# start of Input rows

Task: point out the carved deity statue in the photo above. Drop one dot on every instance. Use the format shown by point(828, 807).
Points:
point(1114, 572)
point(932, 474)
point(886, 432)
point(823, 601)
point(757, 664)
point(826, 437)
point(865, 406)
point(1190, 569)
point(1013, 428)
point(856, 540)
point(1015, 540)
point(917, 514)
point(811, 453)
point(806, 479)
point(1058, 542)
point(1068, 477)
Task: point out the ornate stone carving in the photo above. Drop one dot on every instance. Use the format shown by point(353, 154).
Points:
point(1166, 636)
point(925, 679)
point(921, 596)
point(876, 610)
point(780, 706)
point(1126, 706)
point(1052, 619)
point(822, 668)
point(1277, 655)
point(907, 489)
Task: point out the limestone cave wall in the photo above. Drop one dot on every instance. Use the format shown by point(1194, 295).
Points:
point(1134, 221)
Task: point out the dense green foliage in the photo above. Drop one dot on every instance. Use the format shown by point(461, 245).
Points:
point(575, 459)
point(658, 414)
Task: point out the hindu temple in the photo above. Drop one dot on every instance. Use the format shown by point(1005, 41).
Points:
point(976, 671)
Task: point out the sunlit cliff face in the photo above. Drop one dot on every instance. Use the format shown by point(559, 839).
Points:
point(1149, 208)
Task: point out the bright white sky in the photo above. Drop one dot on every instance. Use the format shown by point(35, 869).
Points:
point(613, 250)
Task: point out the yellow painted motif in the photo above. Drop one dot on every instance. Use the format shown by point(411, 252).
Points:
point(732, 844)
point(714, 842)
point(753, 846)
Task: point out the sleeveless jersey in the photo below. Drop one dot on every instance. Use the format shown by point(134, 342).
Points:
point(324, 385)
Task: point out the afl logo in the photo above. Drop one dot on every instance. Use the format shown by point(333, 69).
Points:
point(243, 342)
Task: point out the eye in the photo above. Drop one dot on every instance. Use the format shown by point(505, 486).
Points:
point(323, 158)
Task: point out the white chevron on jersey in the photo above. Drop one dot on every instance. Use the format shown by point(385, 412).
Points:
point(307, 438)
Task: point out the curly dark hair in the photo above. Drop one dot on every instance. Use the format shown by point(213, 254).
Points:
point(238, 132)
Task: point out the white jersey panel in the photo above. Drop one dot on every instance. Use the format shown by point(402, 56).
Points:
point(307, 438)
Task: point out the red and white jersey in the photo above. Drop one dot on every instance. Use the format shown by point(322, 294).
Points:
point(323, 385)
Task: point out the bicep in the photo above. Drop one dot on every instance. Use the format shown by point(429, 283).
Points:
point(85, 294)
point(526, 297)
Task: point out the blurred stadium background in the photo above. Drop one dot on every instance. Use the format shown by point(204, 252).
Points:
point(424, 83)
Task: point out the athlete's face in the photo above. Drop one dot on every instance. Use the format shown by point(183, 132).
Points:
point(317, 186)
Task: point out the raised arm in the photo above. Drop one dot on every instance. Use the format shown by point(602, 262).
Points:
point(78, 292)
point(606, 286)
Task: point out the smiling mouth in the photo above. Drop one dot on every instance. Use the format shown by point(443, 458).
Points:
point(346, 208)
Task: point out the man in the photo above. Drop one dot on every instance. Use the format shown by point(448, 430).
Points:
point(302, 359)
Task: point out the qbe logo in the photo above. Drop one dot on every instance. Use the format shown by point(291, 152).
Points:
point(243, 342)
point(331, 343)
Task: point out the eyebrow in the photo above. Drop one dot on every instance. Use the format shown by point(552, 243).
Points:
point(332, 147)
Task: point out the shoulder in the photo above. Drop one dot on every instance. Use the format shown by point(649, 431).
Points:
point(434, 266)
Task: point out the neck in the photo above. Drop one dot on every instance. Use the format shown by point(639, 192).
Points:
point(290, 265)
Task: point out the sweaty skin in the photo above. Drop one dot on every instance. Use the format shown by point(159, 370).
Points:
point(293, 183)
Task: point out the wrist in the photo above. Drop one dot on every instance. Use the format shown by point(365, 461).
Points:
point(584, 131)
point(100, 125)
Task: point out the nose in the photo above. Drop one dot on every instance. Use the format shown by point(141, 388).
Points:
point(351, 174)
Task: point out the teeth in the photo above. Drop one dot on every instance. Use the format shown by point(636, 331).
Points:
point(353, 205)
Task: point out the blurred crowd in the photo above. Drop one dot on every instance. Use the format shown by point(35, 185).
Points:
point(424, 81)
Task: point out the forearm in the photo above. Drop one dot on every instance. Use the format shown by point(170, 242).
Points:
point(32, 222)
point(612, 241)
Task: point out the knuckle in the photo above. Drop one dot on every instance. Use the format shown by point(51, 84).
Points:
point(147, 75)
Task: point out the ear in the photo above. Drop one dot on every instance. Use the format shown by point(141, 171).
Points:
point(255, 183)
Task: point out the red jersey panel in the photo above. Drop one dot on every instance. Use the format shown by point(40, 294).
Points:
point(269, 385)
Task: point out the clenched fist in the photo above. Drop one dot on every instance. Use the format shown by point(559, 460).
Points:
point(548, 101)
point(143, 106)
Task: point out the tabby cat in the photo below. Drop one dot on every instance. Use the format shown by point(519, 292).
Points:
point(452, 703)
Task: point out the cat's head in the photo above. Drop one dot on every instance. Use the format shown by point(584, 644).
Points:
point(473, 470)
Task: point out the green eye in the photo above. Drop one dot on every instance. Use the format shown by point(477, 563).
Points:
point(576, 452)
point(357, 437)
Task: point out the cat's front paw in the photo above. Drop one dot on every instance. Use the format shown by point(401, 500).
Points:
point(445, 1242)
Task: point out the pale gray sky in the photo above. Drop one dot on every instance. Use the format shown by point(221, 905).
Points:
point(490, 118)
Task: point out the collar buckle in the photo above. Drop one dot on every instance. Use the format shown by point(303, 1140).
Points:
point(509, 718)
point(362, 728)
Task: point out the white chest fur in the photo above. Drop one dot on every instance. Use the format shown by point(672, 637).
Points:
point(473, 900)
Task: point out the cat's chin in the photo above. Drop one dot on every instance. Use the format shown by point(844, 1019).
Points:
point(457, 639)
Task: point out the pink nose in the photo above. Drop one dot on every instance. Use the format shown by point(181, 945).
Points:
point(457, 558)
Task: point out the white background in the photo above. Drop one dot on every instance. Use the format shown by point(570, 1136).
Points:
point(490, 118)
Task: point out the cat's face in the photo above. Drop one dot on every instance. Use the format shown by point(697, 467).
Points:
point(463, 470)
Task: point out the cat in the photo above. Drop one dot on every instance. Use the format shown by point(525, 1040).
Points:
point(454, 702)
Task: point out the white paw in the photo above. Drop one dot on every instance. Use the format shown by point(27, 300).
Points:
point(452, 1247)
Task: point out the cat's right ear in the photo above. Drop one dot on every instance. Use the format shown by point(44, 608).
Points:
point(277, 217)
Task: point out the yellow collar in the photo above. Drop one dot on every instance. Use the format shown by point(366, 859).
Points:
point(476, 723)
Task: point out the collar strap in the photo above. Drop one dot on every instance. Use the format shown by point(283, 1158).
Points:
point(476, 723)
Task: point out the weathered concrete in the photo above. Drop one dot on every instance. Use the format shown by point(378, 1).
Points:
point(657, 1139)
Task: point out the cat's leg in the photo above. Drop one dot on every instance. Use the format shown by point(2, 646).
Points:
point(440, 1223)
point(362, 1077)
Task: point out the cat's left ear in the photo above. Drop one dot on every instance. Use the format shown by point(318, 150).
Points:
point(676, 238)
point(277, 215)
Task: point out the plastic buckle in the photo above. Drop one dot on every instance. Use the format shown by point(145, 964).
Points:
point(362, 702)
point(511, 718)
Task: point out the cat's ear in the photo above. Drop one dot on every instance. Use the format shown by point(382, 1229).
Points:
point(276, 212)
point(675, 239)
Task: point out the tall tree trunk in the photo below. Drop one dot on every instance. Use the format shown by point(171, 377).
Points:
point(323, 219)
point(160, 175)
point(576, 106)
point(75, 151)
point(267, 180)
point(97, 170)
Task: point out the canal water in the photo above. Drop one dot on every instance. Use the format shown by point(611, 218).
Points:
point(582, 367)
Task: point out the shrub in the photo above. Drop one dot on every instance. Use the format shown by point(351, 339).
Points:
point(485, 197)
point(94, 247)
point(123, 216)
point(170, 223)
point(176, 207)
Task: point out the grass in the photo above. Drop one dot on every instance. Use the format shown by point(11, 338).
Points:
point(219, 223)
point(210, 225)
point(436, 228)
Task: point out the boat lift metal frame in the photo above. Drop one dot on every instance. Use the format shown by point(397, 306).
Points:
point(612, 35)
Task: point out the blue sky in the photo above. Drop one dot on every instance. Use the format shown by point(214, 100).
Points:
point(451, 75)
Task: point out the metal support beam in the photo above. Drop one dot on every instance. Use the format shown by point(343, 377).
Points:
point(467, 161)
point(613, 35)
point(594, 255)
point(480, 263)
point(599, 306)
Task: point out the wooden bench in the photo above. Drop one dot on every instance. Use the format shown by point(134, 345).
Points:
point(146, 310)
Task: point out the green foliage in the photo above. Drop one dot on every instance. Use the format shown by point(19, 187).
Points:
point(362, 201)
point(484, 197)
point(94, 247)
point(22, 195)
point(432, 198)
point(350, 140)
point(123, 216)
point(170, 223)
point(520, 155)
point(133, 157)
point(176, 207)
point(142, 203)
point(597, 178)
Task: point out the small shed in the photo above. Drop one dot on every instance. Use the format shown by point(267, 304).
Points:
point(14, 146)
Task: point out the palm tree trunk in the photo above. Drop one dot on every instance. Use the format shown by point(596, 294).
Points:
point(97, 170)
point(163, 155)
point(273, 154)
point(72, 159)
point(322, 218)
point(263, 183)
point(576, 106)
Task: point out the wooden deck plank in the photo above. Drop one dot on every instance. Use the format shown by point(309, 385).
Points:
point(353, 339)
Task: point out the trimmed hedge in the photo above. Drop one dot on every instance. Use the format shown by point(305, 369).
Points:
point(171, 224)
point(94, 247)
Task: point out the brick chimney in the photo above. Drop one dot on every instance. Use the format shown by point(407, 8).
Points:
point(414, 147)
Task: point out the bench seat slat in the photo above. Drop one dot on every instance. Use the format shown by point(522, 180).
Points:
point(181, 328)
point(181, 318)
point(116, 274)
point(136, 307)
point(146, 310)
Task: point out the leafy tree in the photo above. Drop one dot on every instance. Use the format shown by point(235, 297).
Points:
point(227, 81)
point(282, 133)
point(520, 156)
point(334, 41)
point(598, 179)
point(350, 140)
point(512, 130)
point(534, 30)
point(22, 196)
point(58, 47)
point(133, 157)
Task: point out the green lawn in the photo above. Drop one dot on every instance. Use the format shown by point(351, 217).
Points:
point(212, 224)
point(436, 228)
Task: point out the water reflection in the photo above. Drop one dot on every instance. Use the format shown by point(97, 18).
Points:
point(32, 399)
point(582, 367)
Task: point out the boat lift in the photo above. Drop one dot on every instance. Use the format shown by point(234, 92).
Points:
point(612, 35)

# end of Input rows

Given instruction:
In the part of the entries that opens with the line containing "Task: point out the shoulder" and closes with the line containing "point(434, 266)", replace "instance" with "occurrence". Return only those lines, with everything else kept as it is.

The answer:
Task: point out the shoulder in the photo above. Drop one dot on every occurrence. Use the format shown by point(649, 431).
Points:
point(434, 266)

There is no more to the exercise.